• [Document segment]:
allowed-domains:
- docs.rs
- "*.github.com"
- crates.io
disallowed-domains
Type: string[]
Domain denylist for web_fetch. Supports exact hosts and *. wildcard subdomain entries. When both allowed-domains and disallowed-domains are set, the allowlist takes precedence.
disallowed-domains:
- internal.corp.example.com
Skills
allowed-skills
Type: string[]
Skill names this agent can use. When unset, all discovered skills are available. When set to a non-empty array, only the listed skills are available. When set to an empty array, skills are disabled entirely. If the array contains exactly one skill, Stencila automatically preloads that skill's full instructions into the initial system prompt in addition to exposing it via use_skill. See the skills documentation for more on creating and using skills.
allowed-skills:
- testing
- documentation
MCP Integration
enable-mcp
Type: boolean — Default: false
Whether to register MCP server tools directly in the agent's tool registry. Each tool from every connected MCP server is registered individually. This is simple but token-expensive — prefer enable-mcp-codemode for most agents.

• [What you will do]:
• 1. Answer these questions from the configuration reference.
(a) When both allowed-domains and disallowed-domains are set, which one takes precedence?
(b) What happens when allowed-skills is set to an empty array?
(c) What is the default value of enable-mcp?
• 2. From the configuration reference, write out word for word the part that opens with the words containing "- crates.io" and closes with "and using skills.".

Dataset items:
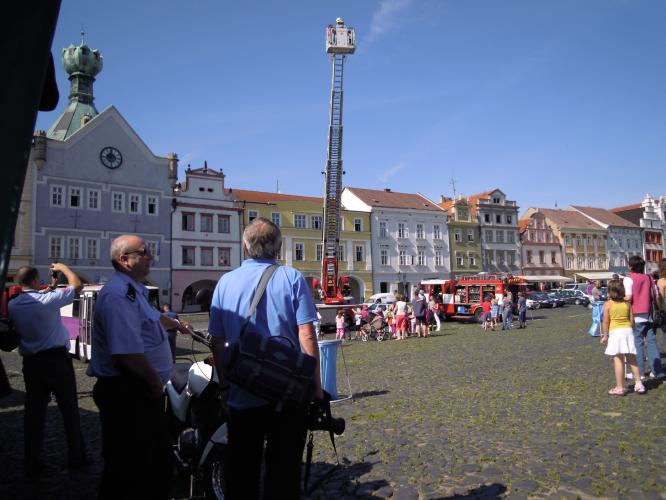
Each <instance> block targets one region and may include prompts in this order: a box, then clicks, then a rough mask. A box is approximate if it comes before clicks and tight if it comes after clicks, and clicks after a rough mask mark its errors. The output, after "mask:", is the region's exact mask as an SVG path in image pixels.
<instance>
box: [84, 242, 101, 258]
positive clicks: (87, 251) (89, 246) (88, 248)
mask: <svg viewBox="0 0 666 500" xmlns="http://www.w3.org/2000/svg"><path fill="white" fill-rule="evenodd" d="M98 250H99V243H98V241H97V240H96V239H95V238H86V259H89V260H97V259H98V258H99V251H98Z"/></svg>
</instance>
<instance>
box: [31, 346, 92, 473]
mask: <svg viewBox="0 0 666 500" xmlns="http://www.w3.org/2000/svg"><path fill="white" fill-rule="evenodd" d="M23 378H24V380H25V414H24V423H25V460H26V464H25V465H26V468H27V469H28V470H30V469H31V468H37V467H38V466H39V462H40V459H39V457H40V454H41V450H42V443H43V442H44V418H45V417H46V408H47V406H48V404H49V400H50V399H51V393H53V394H54V395H55V397H56V402H57V403H58V409H59V410H60V413H61V414H62V418H63V422H64V424H65V435H66V437H67V447H68V450H69V457H68V465H69V467H77V466H80V465H82V463H83V461H85V459H86V452H85V445H84V442H83V435H82V433H81V418H80V416H79V406H78V400H77V394H76V378H75V376H74V367H73V365H72V359H71V357H70V355H69V353H68V352H67V349H65V348H64V347H57V348H54V349H47V350H45V351H41V352H38V353H36V354H30V355H26V356H24V357H23Z"/></svg>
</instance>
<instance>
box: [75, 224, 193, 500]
mask: <svg viewBox="0 0 666 500" xmlns="http://www.w3.org/2000/svg"><path fill="white" fill-rule="evenodd" d="M110 253H111V264H112V265H113V267H114V269H115V270H116V271H115V272H114V273H113V275H112V276H111V278H110V279H109V281H108V282H107V283H106V284H105V285H104V288H102V290H101V292H100V293H99V295H98V296H97V300H96V304H95V312H94V318H93V333H92V359H91V361H90V365H89V366H88V372H87V373H88V375H90V376H92V377H97V382H96V383H95V386H94V388H93V400H94V401H95V404H96V405H97V407H98V408H99V418H100V421H101V423H102V455H103V457H104V473H103V475H102V480H101V482H100V491H99V496H100V498H109V499H116V498H168V496H169V493H170V477H171V449H170V441H169V435H168V432H167V426H166V420H165V415H164V385H165V384H166V382H167V380H168V379H169V375H170V373H171V368H172V366H173V362H172V358H171V350H170V348H169V341H168V335H167V333H166V331H165V328H173V329H178V330H180V331H181V332H183V333H187V331H188V330H187V328H186V325H184V324H182V323H181V322H180V321H178V320H174V319H171V318H167V317H166V316H163V315H162V314H161V313H160V312H159V311H158V310H157V309H155V308H154V307H153V306H151V304H150V303H149V301H148V289H147V288H146V287H145V285H144V284H143V283H144V281H145V280H146V278H147V277H148V274H149V273H150V265H151V263H152V261H153V256H152V255H151V253H150V249H149V248H148V247H147V246H146V244H145V242H144V241H143V240H142V239H141V238H139V237H138V236H135V235H129V234H128V235H122V236H119V237H118V238H116V239H115V240H113V242H112V243H111V252H110Z"/></svg>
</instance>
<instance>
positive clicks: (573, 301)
mask: <svg viewBox="0 0 666 500" xmlns="http://www.w3.org/2000/svg"><path fill="white" fill-rule="evenodd" d="M560 296H561V297H562V298H563V299H564V300H565V301H566V302H567V304H576V305H583V306H587V305H588V304H589V303H590V298H589V297H588V296H587V295H586V294H585V293H584V292H581V291H580V290H560Z"/></svg>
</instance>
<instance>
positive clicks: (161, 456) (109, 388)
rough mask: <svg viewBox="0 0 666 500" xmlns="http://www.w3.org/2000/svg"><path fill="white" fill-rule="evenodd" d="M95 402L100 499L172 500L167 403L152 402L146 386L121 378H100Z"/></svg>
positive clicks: (93, 393) (140, 382) (124, 378)
mask: <svg viewBox="0 0 666 500" xmlns="http://www.w3.org/2000/svg"><path fill="white" fill-rule="evenodd" d="M93 400H94V401H95V404H96V405H97V407H98V408H99V418H100V421H101V423H102V456H103V457H104V472H103V474H102V480H101V483H100V491H99V498H101V499H114V500H117V499H133V498H137V499H138V498H141V499H147V498H151V499H152V498H155V499H158V498H168V497H169V493H170V489H171V471H172V467H171V465H172V460H171V445H170V441H169V434H168V430H167V425H166V418H165V413H164V398H159V399H154V398H153V399H150V398H148V396H147V395H146V392H145V383H143V382H142V381H139V380H138V379H135V378H132V377H129V376H118V377H100V378H98V379H97V382H96V383H95V387H94V388H93Z"/></svg>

• [Solved tasks]:
• 1.
(a) The allowlist takes precedence.
(b) Skills are disabled entirely.
(c) false

• 2.
- crates.io
disallowed-domains
Type: string[]
Domain denylist for web_fetch. Supports exact hosts and *. wildcard subdomain entries. When both allowed-domains and disallowed-domains are set, the allowlist takes precedence.
disallowed-domains:
- internal.corp.example.com
Skills
allowed-skills
Type: string[]
Skill names this agent can use. When unset, all discovered skills are available. When set to a non-empty array, only the listed skills are available. When set to an empty array, skills are disabled entirely. If the array contains exactly one skill, Stencila automatically preloads that skill's full instructions into the initial system prompt in addition to exposing it via use_skill. See the skills documentation for more on creating and using skills.